**Source records**
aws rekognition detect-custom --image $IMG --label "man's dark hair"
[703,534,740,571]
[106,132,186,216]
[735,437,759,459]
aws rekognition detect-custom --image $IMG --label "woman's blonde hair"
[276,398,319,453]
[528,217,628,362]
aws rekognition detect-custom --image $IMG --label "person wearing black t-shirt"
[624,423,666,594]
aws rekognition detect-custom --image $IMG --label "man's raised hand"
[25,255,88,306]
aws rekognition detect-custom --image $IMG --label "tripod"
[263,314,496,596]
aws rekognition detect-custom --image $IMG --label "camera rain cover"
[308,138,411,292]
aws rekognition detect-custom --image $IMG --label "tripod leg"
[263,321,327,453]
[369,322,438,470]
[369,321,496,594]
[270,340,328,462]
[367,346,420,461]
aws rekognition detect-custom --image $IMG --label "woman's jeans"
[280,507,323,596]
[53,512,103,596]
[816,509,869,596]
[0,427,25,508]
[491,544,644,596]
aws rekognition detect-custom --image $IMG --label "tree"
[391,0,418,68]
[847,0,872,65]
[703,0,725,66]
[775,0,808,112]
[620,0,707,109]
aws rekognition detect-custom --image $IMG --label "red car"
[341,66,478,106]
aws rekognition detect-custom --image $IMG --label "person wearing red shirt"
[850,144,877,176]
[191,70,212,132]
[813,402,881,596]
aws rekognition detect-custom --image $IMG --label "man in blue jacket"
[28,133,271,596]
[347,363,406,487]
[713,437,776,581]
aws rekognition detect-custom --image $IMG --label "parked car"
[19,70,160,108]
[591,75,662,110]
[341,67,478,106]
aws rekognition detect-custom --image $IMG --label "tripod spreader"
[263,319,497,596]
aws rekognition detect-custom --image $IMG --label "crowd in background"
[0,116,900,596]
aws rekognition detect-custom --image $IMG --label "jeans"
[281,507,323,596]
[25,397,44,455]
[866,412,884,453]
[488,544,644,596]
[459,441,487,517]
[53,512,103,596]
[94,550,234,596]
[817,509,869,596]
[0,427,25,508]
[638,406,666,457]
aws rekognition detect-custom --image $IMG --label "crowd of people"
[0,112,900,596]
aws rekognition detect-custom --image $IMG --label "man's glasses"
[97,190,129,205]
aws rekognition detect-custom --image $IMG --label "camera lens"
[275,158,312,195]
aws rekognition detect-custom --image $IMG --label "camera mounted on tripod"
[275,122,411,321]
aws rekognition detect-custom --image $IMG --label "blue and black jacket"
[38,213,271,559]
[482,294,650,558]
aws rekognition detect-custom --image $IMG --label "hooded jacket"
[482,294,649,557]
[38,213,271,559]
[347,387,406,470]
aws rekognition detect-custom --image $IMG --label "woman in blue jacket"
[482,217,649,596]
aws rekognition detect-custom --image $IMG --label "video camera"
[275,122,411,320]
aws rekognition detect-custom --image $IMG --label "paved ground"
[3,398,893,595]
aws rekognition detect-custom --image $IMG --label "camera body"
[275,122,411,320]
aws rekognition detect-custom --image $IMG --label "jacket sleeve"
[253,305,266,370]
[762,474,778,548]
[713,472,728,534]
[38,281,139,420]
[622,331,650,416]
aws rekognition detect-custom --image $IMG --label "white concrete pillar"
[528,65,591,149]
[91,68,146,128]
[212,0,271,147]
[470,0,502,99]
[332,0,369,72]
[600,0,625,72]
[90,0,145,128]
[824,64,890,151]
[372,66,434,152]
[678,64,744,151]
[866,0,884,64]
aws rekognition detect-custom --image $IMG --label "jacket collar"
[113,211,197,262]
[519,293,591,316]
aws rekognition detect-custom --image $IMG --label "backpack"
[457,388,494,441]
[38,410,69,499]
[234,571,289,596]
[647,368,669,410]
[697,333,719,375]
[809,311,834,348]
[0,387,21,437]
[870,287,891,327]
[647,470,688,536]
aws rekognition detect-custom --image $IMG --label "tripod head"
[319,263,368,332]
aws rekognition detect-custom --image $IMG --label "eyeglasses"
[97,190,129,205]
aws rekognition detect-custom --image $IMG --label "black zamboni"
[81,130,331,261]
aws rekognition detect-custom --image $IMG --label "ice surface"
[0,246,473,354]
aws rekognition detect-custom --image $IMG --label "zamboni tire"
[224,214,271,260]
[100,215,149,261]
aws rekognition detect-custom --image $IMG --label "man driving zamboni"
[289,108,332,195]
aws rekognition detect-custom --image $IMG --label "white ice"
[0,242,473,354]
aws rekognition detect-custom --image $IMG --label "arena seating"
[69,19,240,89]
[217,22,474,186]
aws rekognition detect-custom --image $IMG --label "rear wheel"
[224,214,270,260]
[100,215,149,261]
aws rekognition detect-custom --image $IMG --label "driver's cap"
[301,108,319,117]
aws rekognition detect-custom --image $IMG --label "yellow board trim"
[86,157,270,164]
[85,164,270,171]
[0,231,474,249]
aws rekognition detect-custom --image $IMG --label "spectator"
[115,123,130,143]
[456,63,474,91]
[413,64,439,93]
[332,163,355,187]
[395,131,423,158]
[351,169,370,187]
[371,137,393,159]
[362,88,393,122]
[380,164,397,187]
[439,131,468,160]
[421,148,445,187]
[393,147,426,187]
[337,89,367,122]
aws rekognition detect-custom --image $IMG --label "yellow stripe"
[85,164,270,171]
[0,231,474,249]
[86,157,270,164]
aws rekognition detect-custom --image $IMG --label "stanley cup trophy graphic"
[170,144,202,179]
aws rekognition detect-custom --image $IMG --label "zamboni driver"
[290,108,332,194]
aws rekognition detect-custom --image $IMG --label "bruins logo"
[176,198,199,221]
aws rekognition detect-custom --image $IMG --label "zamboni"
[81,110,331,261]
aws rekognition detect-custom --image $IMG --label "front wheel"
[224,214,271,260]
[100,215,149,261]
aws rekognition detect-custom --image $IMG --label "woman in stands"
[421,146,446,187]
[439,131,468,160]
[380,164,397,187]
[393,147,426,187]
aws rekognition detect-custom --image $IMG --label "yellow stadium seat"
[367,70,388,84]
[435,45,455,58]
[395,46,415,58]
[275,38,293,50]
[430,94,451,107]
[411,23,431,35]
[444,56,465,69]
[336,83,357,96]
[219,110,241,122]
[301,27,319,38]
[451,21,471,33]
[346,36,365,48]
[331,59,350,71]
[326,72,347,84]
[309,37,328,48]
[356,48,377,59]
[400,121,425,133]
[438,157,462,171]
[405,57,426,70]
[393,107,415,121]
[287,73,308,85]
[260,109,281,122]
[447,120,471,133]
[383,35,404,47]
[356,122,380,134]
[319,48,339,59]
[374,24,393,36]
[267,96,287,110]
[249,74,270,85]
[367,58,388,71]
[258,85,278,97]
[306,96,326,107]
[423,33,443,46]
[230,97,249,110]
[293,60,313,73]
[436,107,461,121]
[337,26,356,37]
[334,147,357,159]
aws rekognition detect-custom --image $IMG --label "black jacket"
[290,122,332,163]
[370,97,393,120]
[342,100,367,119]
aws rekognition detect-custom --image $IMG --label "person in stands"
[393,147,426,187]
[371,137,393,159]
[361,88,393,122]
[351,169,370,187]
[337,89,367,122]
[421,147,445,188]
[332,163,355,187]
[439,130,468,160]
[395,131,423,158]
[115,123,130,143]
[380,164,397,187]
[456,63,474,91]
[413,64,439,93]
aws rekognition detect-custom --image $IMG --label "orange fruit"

**Goal of the exercise**
Rewrite these items with every instance of "crowd in background" changed to "background crowd", leaving everything else as is.

**Answer to the task**
aws rekognition detect-custom --image $IMG --label "man's dark hair"
[703,534,740,571]
[106,132,186,216]
[735,437,759,459]
aws rekognition detect-custom --image $IMG --label "woman's blonde hair"
[276,398,319,453]
[528,217,628,362]
aws rekognition detect-custom --image $IMG --label "person wearing black t-shirt"
[624,423,666,594]
aws rekognition detect-custom --image $IMG --label "man's raised hand"
[25,255,88,306]
aws rekognition detect-custom --image $IMG --label "tripod"
[263,314,496,596]
aws rekognition detect-custom --image $IMG --label "camera rain cover"
[308,138,411,292]
aws rekognition detect-custom --image $IMG --label "tripod leg"
[263,321,327,453]
[369,322,438,470]
[369,321,496,594]
[270,340,328,462]
[367,346,420,461]
aws rekognition detect-custom --image $IMG --label "woman's jeans"
[280,507,323,596]
[53,512,103,596]
[816,509,869,596]
[0,427,25,508]
[491,544,644,596]
aws rekognition detect-custom --image $IMG --label "tree"
[391,0,418,68]
[847,0,872,65]
[703,0,725,66]
[775,0,808,112]
[620,0,707,109]
aws rekognition detect-custom --image $IMG --label "red car"
[341,66,478,106]
aws rekognition detect-custom --image $IMG --label "person wearing red shirt"
[850,144,877,176]
[191,70,212,132]
[813,402,881,596]
aws rekognition detect-custom --image $IMG --label "man in blue jacket"
[28,133,271,596]
[347,363,406,487]
[713,437,776,581]
aws rekognition detect-custom --image $IMG --label "parked car"
[19,70,160,108]
[591,75,662,110]
[341,67,478,106]
aws rekognition detect-custom --image $IMG --label "tripod spreader"
[263,319,497,596]
aws rekognition detect-custom --image $IMG --label "background crowd"
[0,116,900,596]
aws rekognition detect-custom --image $IMG --label "jeans"
[281,507,323,596]
[25,397,44,455]
[866,412,884,453]
[488,544,644,596]
[459,441,487,517]
[53,512,103,596]
[94,550,234,596]
[817,509,869,596]
[0,427,25,508]
[638,406,666,457]
aws rekognition detect-custom --image $IMG --label "crowd of people"
[0,112,900,596]
aws rekognition detect-custom --image $IMG --label "man's glasses"
[97,190,129,205]
aws rekognition detect-custom --image $IMG --label "camera lens"
[275,158,312,195]
aws rekognition detect-custom --image $IMG --label "camera mounted on tripod"
[275,122,411,321]
aws rekognition detect-custom --image $IMG --label "blue and black jacket"
[38,213,271,559]
[482,294,650,558]
aws rekognition detect-custom --image $IMG --label "hooded jacket"
[482,294,649,557]
[38,213,271,559]
[347,387,406,470]
aws rekognition detect-custom --image $IMG --label "woman in blue jacket"
[482,217,649,596]
aws rekognition detect-custom --image $IMG --label "video camera"
[275,122,411,320]
aws rekognition detect-custom --image $IMG --label "paved ground"
[3,398,893,595]
aws rekognition detect-custom --image $IMG --label "camera body"
[275,122,411,320]
aws rekognition detect-custom --image $IMG --label "jacket sleeve"
[253,305,266,370]
[762,474,778,548]
[713,472,728,534]
[38,281,139,420]
[622,331,650,416]
aws rekognition detect-custom --image $IMG --label "white concrete pillar"
[528,65,591,149]
[91,68,146,128]
[212,0,271,147]
[470,0,502,99]
[332,0,369,72]
[600,0,625,72]
[90,0,145,128]
[824,64,890,151]
[372,66,434,152]
[678,64,744,151]
[866,0,884,64]
aws rekognition detect-custom --image $IMG --label "jacket collar"
[113,211,197,262]
[519,293,591,316]
aws rekognition detect-custom --image $IMG --label "backpack"
[457,388,494,441]
[38,410,69,499]
[234,571,289,596]
[647,368,669,410]
[697,333,719,375]
[809,311,834,348]
[0,387,21,437]
[870,287,891,327]
[647,470,688,536]
aws rekognition detect-custom --image $IMG --label "tripod head"
[319,263,368,332]
aws rekognition detect-custom --image $IMG --label "eyeglasses"
[97,190,129,205]
aws rekognition detect-custom --image $IMG --label "black zamboni"
[81,130,331,261]
aws rekognition detect-custom --image $IMG --label "ice surface"
[0,246,473,354]
aws rekognition detect-custom --image $IMG --label "zamboni tire"
[224,214,271,260]
[100,215,149,261]
aws rekognition detect-custom --image $IMG --label "man driving zamboni"
[289,108,332,195]
aws rekognition detect-custom --image $IMG --label "white ice"
[0,242,473,354]
aws rekognition detect-custom --image $IMG --label "arena seating"
[69,19,240,89]
[217,22,474,186]
aws rekognition detect-custom --image $IMG --label "rear wheel"
[224,214,270,260]
[100,215,149,261]
aws rekognition detect-custom --image $IMG --label "driver's cap"
[301,108,319,117]
aws rekognition detect-custom --image $IMG --label "yellow board trim"
[86,157,270,164]
[85,164,270,171]
[0,231,474,249]
aws rekognition detect-custom --image $IMG --label "spectator"
[115,123,130,143]
[456,63,474,91]
[413,64,439,93]
[332,163,355,187]
[395,131,423,158]
[351,169,370,187]
[371,137,393,159]
[362,88,393,122]
[380,164,397,187]
[439,131,468,160]
[421,148,445,187]
[393,147,426,187]
[337,89,367,122]
aws rekognition detect-custom --image $IMG --label "yellow stripe"
[85,164,270,171]
[0,231,474,249]
[86,157,270,164]
aws rekognition detect-custom --image $IMG --label "stanley cup trophy graphic"
[170,144,202,179]
aws rekognition detect-custom --image $IMG --label "zamboni driver"
[290,108,332,194]
aws rekognition detect-custom --image $IMG --label "bruins logo"
[176,198,199,221]
aws rekognition detect-custom --image $IMG --label "zamboni"
[81,110,331,261]
aws rekognition detect-custom --image $IMG --label "front wheel"
[224,214,271,260]
[100,215,149,261]
aws rekognition detect-custom --image $IMG --label "woman in stands"
[421,146,446,187]
[439,131,468,160]
[380,164,397,187]
[393,147,426,187]
aws rekognition detect-custom --image $IMG --label "yellow stadium seat"
[367,70,388,84]
[435,45,455,58]
[395,46,415,58]
[275,38,293,50]
[430,94,451,107]
[411,23,431,35]
[444,56,465,69]
[336,83,357,96]
[219,110,241,122]
[301,27,319,38]
[451,21,471,33]
[346,36,365,48]
[331,59,350,71]
[326,72,347,84]
[309,37,328,48]
[356,48,377,59]
[400,121,425,133]
[438,157,462,171]
[405,57,426,70]
[393,107,415,121]
[287,73,308,85]
[260,109,281,122]
[447,120,471,133]
[383,35,404,47]
[356,122,380,134]
[319,48,339,59]
[374,24,393,36]
[267,96,287,110]
[249,74,270,85]
[367,58,388,71]
[258,85,278,97]
[306,96,326,107]
[423,33,443,46]
[230,97,249,110]
[293,60,313,73]
[436,107,461,121]
[337,26,356,37]
[334,147,357,159]
aws rekognition detect-custom --image $IMG --label "black jacket"
[290,122,332,163]
[370,97,393,120]
[342,100,367,119]
aws rekognition detect-custom --image $IMG --label "person in stands"
[393,147,426,187]
[371,137,393,159]
[361,88,393,122]
[351,169,370,187]
[337,89,367,122]
[421,147,445,188]
[332,163,355,187]
[439,130,468,160]
[395,131,423,158]
[115,123,130,143]
[380,164,397,187]
[456,63,474,91]
[413,64,439,93]
aws rekognition detect-custom --image $IMG --label "orange fruit"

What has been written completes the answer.